§ **Brief 1**
In the obstacle discovery excerpt, what is the obstacle-aware regressor based on?

Fig. 1: (a) is an RGB image from the Lost and Found dataset [1]. (b) shows the predicted obstacle of our method which is marked in red. (c) denotes the occlusion edges obtained by [7]. (d) denotes the occlusion edges obtained by our method. The obstacle is enclosed in a red doted line box.

Edge is an important visual element for object perception [8]. Furthermore, occlusion edge [7][9] reveals the 3D cue of object, and hence captures object contours better. As a basic feature, it could be effectively applied in tracking [10][11][12], robot following[13], action recognition[14] and visual homing[15], etc. However, in some cases like Fig.1(c), the edges of tiny objects at long distance are weak and inconsistent, so that the occlusion edges are insufficient acquired, making the proposals fail to enclose objects. In this paper, the task of obstacle discovery is based on three goals: 1) detecting the contours of distant obstacles as completely as possible, 2) extracting the proposals of obstacles as much as possible, 3) ranking the obstacle proposals as high as possible. To achieve these goals, a set of obstacle-aware occlusion edge maps is generated to critically fit the contours of obstacles at various distances. In this generation, the multi-layer regions revealing the distance from camera, i.e., pseudo distance, are inferred from 2D images by visual cues. To enhance the perception of tiny obstacles, the edge cues at all pseudo distances are fused. Compared to the previous works [7] shown in Fig.1(c), our method fits the contours of tiny obstacles better, as shown in Fig.1

(d). Furthermore, the proposals are extracted from the occlusion edge maps of each layer, ensuring the existance of tiny obstacle proposals. Finally, an obstacle-aware regressor based on random forest is learned to produce an obstacle occupied probability map, and the predicted obstacles are shown in Fig.

1(b).

§ **Records from a data source**
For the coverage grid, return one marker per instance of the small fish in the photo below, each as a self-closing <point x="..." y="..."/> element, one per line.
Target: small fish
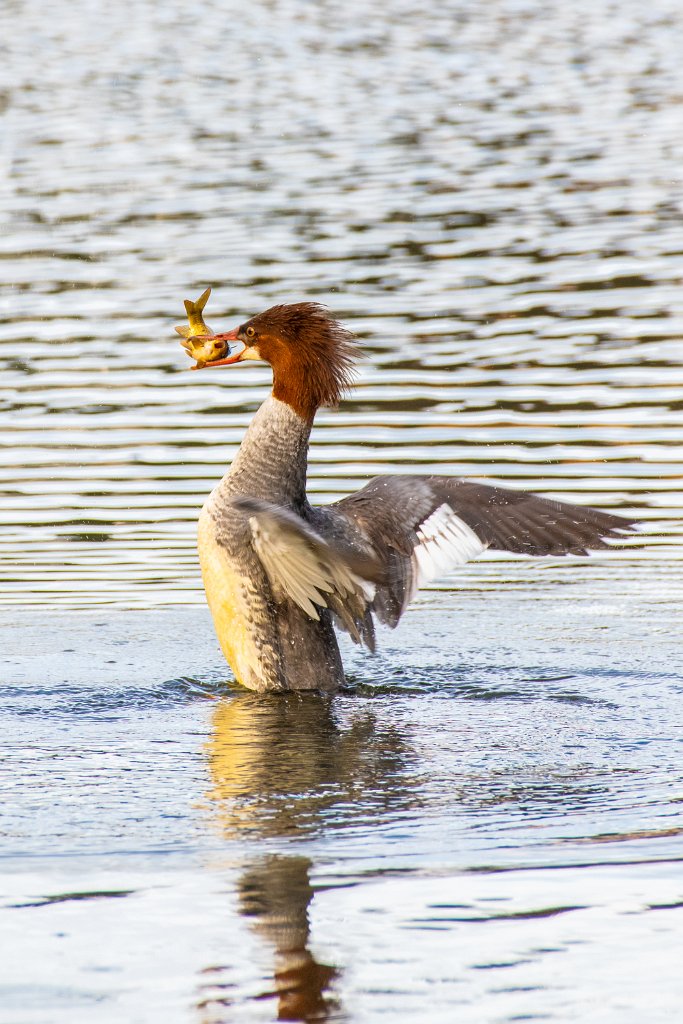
<point x="199" y="338"/>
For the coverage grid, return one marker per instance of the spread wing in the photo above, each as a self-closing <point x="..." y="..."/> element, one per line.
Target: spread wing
<point x="421" y="527"/>
<point x="311" y="571"/>
<point x="369" y="553"/>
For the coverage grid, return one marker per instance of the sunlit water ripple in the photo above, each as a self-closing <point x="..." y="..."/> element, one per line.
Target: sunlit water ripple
<point x="487" y="822"/>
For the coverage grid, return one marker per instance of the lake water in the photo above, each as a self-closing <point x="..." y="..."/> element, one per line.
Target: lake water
<point x="487" y="825"/>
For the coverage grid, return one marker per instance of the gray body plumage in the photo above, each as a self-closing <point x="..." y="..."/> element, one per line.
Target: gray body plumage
<point x="295" y="571"/>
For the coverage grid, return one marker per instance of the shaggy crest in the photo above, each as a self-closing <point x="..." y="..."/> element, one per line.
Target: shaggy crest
<point x="311" y="354"/>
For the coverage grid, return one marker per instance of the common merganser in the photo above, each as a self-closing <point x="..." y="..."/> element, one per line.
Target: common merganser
<point x="280" y="573"/>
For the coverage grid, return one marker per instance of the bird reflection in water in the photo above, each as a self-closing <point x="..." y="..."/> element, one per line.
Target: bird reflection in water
<point x="288" y="766"/>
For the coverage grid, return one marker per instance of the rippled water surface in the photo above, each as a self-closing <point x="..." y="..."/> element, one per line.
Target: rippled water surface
<point x="486" y="825"/>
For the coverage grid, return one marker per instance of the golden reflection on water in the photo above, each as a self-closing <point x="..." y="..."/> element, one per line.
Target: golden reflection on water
<point x="281" y="766"/>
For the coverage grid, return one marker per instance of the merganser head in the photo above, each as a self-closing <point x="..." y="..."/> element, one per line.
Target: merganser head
<point x="311" y="354"/>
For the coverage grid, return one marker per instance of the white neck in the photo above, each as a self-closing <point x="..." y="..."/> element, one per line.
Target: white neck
<point x="271" y="461"/>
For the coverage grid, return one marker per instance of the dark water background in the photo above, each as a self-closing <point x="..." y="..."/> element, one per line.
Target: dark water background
<point x="487" y="825"/>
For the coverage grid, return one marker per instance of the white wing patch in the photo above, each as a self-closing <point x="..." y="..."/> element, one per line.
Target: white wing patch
<point x="444" y="542"/>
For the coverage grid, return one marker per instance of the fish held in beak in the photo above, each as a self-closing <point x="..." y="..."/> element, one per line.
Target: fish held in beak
<point x="199" y="340"/>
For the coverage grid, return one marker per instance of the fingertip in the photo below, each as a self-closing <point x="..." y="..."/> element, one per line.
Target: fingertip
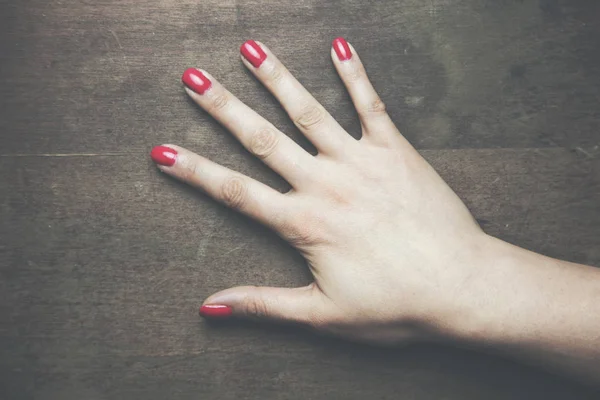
<point x="215" y="311"/>
<point x="164" y="155"/>
<point x="341" y="48"/>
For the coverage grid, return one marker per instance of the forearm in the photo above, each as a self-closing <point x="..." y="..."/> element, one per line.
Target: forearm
<point x="536" y="309"/>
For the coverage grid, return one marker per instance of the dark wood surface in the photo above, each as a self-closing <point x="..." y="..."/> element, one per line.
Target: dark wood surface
<point x="104" y="261"/>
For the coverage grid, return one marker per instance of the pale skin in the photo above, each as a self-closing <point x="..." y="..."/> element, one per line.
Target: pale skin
<point x="395" y="255"/>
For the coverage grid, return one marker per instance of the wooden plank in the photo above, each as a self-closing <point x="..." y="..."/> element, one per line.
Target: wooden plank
<point x="104" y="261"/>
<point x="104" y="76"/>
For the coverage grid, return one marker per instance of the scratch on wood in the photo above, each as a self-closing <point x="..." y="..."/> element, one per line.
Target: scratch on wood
<point x="116" y="38"/>
<point x="66" y="155"/>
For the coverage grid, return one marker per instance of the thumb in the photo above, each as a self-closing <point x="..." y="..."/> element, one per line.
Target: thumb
<point x="302" y="305"/>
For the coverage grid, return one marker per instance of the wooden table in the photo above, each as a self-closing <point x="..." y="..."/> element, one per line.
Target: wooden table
<point x="104" y="261"/>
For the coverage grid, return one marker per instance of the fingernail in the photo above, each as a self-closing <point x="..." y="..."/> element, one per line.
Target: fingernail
<point x="342" y="49"/>
<point x="215" y="311"/>
<point x="253" y="53"/>
<point x="163" y="155"/>
<point x="195" y="80"/>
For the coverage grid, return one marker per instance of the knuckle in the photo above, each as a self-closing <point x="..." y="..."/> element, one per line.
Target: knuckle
<point x="256" y="308"/>
<point x="303" y="230"/>
<point x="263" y="143"/>
<point x="275" y="74"/>
<point x="220" y="101"/>
<point x="355" y="74"/>
<point x="375" y="107"/>
<point x="190" y="169"/>
<point x="311" y="118"/>
<point x="234" y="192"/>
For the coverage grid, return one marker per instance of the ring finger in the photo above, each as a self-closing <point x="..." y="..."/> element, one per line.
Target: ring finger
<point x="255" y="133"/>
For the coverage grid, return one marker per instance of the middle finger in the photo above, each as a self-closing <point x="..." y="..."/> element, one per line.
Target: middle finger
<point x="259" y="136"/>
<point x="306" y="112"/>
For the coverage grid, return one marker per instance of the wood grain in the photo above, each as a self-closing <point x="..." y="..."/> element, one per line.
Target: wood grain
<point x="103" y="260"/>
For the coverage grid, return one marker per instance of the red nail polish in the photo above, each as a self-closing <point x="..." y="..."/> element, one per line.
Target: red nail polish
<point x="342" y="49"/>
<point x="195" y="80"/>
<point x="253" y="53"/>
<point x="215" y="311"/>
<point x="163" y="155"/>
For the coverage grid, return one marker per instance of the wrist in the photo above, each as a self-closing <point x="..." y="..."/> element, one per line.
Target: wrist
<point x="482" y="304"/>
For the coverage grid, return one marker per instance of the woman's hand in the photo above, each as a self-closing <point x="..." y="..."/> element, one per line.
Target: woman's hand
<point x="391" y="247"/>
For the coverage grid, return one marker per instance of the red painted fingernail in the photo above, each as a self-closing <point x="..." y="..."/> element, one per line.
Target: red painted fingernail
<point x="342" y="49"/>
<point x="253" y="53"/>
<point x="215" y="311"/>
<point x="163" y="155"/>
<point x="195" y="80"/>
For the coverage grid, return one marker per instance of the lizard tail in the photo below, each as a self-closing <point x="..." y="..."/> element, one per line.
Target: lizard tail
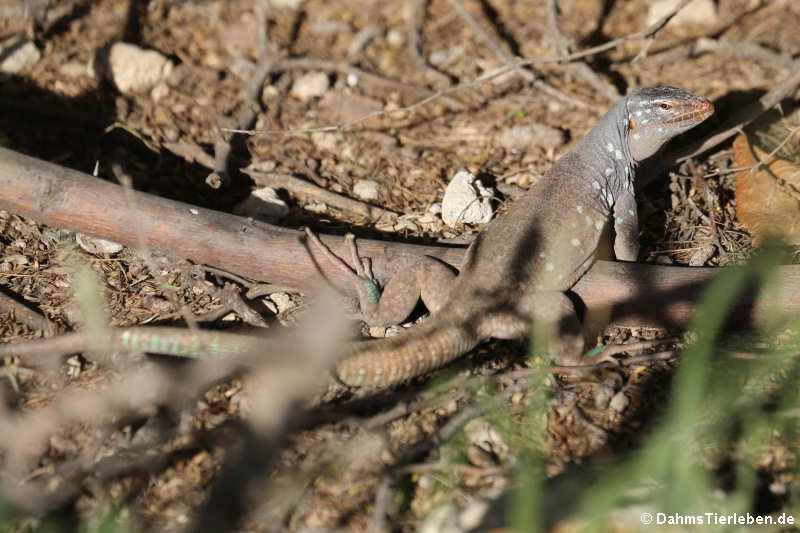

§ **Brief 2**
Recast the records as a Markdown table with columns n and Line, giving each line a row number. Begin at the line that contains "the red nail", run through the end of the records, and leave out blank lines and pictures.

§ **Reply 1**
Random forest.

§ **Reply 2**
| n | Line |
|---|---|
| 1 | For the coverage grid, return one marker per instance of the red nail polish in the photo above, each as a self-closing <point x="..." y="..."/> element, one per line. |
| 2 | Target: red nail polish |
| 3 | <point x="342" y="49"/> |
| 4 | <point x="195" y="80"/> |
| 5 | <point x="253" y="53"/> |
| 6 | <point x="215" y="311"/> |
| 7 | <point x="163" y="155"/> |
| 8 | For the coverage grid, return one marker per instance of the wrist in the photo above, each as a self-closing <point x="..." y="..."/> element, one per line. |
| 9 | Target: wrist |
| 10 | <point x="482" y="304"/> |
| 11 | For the coverage grid, return one marker per instance of the woman's hand in the photo above, each as a self-closing <point x="..." y="..."/> element, one per line. |
| 12 | Target: woman's hand |
| 13 | <point x="391" y="247"/> |
| 14 | For the coverage grid, return one marker per instance of the red painted fingernail in the photo above, each as a self-closing <point x="..." y="..."/> element, one per line. |
| 15 | Target: red painted fingernail |
| 16 | <point x="342" y="49"/> |
| 17 | <point x="253" y="53"/> |
| 18 | <point x="215" y="311"/> |
| 19 | <point x="163" y="155"/> |
| 20 | <point x="195" y="80"/> |
| 21 | For the coverage grid, return one marker per instance of the lizard tail in the photo below, each as a self-closing <point x="..." y="..."/> element, one per line. |
| 22 | Target: lizard tail |